== Dataset entries ==
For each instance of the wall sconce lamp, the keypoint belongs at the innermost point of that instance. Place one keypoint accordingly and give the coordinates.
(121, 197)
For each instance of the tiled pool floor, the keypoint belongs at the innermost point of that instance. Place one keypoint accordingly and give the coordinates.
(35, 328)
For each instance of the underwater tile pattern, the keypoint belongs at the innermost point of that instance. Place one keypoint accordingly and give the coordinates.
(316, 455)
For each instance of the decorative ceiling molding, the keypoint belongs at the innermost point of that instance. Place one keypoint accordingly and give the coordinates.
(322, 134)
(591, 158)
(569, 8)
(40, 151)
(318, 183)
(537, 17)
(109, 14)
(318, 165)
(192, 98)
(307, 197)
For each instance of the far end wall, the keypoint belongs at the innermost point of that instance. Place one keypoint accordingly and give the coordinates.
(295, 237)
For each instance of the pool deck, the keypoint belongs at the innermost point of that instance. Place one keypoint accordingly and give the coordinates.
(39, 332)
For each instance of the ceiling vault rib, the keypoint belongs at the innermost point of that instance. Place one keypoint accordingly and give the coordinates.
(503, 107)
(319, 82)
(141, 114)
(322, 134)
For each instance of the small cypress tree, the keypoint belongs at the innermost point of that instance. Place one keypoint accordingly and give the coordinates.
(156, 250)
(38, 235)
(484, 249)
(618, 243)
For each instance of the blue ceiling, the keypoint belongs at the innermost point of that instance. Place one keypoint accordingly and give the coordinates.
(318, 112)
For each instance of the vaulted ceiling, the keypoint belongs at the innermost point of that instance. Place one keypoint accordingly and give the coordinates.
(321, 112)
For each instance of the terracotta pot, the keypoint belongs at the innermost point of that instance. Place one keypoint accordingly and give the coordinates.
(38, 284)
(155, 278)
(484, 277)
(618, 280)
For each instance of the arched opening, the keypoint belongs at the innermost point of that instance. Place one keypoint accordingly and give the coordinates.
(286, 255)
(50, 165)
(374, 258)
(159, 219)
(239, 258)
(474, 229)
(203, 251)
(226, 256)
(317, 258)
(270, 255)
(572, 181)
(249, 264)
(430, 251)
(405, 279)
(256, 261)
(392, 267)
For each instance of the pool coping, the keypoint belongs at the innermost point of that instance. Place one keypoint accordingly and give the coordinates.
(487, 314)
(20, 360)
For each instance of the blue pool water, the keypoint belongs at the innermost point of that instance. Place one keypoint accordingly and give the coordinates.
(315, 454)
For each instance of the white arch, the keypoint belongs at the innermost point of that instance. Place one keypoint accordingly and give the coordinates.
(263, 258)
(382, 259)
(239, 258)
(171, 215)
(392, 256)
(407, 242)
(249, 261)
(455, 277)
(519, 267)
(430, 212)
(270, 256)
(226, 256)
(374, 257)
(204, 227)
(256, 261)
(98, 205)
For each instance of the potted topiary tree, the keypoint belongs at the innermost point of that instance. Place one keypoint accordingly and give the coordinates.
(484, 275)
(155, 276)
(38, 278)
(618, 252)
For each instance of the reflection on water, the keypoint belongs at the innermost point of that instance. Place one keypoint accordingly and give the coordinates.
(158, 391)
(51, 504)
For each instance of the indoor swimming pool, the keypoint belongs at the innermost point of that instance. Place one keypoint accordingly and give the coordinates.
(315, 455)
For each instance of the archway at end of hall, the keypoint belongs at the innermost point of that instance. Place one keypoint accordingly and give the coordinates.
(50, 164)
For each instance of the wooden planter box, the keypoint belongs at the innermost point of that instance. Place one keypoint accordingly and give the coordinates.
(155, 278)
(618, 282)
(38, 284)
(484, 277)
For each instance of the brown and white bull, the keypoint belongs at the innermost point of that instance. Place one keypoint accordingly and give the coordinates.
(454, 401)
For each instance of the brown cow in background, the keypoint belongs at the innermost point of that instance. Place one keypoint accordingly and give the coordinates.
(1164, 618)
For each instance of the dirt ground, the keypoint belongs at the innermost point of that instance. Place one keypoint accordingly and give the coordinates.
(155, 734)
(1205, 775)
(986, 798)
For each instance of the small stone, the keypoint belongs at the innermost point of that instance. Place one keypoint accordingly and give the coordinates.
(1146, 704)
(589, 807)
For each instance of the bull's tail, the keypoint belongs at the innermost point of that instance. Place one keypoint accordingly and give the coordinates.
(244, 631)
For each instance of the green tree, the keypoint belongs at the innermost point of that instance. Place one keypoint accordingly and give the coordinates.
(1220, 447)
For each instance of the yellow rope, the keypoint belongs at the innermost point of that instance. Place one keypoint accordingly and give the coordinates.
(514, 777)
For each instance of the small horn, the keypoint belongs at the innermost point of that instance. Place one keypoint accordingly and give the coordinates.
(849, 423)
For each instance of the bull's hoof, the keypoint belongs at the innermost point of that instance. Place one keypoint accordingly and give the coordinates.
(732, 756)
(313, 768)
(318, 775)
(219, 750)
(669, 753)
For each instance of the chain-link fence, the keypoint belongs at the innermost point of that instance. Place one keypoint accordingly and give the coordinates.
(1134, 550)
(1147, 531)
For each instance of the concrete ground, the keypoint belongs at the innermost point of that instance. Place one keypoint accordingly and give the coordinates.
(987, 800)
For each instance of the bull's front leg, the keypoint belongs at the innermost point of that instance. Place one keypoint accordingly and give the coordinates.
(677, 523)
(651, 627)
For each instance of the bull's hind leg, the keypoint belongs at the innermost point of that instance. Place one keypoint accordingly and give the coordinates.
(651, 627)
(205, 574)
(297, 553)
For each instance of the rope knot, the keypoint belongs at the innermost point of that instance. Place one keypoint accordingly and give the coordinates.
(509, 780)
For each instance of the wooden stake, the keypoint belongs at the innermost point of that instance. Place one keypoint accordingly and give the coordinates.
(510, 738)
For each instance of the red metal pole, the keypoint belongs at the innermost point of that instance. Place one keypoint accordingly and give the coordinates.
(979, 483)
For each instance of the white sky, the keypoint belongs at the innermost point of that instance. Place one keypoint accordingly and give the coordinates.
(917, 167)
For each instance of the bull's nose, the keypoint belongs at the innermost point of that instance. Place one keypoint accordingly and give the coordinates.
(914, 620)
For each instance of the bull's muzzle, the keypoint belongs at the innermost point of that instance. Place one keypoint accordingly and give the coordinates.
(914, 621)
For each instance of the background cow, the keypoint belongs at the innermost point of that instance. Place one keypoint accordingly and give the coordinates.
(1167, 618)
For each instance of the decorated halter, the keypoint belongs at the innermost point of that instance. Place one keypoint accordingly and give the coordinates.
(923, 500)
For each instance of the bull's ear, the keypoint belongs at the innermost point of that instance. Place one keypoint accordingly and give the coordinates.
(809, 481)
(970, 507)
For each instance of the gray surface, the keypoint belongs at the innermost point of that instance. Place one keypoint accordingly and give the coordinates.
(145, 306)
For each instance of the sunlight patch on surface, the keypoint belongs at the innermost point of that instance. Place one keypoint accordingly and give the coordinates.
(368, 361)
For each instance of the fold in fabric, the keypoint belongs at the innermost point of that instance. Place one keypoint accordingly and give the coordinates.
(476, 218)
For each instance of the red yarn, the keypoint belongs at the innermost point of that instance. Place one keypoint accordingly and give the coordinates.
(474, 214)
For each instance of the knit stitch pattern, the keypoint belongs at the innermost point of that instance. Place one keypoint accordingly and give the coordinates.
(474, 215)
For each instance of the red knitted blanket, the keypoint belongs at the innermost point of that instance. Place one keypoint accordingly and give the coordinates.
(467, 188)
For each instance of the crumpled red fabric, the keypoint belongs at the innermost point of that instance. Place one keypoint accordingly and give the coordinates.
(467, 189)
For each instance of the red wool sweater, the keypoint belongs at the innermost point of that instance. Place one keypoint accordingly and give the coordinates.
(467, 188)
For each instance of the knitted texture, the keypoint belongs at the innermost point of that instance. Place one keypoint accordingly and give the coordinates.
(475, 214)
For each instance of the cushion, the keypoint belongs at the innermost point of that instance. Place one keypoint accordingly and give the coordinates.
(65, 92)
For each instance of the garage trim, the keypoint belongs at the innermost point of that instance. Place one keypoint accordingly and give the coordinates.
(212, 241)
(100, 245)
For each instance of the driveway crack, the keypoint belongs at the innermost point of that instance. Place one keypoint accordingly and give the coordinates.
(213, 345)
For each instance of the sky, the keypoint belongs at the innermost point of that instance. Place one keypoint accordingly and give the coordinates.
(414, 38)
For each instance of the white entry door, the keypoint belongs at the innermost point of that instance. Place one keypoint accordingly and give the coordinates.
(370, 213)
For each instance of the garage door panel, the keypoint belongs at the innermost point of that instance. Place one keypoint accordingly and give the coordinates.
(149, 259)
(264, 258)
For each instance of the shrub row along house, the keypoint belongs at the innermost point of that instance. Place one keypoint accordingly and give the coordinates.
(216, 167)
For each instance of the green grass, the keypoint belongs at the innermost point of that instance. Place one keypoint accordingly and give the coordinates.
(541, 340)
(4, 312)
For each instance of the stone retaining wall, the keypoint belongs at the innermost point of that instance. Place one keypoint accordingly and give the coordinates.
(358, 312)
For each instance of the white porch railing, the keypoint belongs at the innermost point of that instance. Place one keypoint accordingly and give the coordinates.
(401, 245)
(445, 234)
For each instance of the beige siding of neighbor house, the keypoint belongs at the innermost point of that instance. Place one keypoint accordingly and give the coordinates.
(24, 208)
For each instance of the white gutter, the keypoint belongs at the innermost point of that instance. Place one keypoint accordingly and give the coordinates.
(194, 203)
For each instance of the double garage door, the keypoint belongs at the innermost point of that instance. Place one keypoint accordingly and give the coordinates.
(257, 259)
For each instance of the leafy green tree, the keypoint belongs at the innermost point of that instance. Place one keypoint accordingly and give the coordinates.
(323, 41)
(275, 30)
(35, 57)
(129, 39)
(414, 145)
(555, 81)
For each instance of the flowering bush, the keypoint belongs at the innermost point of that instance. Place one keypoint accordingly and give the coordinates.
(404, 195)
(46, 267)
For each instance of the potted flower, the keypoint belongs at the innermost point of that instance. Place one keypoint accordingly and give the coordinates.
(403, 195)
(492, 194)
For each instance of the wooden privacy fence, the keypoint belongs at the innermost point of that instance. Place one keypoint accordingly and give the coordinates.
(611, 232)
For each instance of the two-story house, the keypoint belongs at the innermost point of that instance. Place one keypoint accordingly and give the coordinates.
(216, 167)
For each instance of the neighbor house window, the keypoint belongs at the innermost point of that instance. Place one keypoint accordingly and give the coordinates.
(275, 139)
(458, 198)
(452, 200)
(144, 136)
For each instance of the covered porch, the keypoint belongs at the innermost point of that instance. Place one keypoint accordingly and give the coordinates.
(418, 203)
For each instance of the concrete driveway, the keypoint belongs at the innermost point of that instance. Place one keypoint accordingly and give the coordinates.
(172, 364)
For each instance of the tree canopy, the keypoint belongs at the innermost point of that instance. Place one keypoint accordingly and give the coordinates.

== Given task ==
Reproduce the material starting at the line that contains "For each instance of the neighbor" and ending at the end of the material, swapping "covered porch" for "screened porch" and changing nothing else.

== Solution to this problem ==
For each instance of the neighbor house window, the keypoint belongs at the innermost point of that instance. Place one keypoint accordingly and give the coordinates.
(275, 139)
(458, 198)
(452, 200)
(144, 136)
For each instance of the screened porch, the keypoint belongs at the innermost point of that instance. Place one keypoint accordingly and give the coordinates.
(418, 203)
For each instance of the concrete driveway, the keypoint belongs at the innermost point of that instance. Place one keypoint accordingly and give the coordinates.
(172, 364)
For each instance of the tree canopy, the keypoint belongs at the innermost point of that instance. Place one keypoint accordingly and give the coordinates.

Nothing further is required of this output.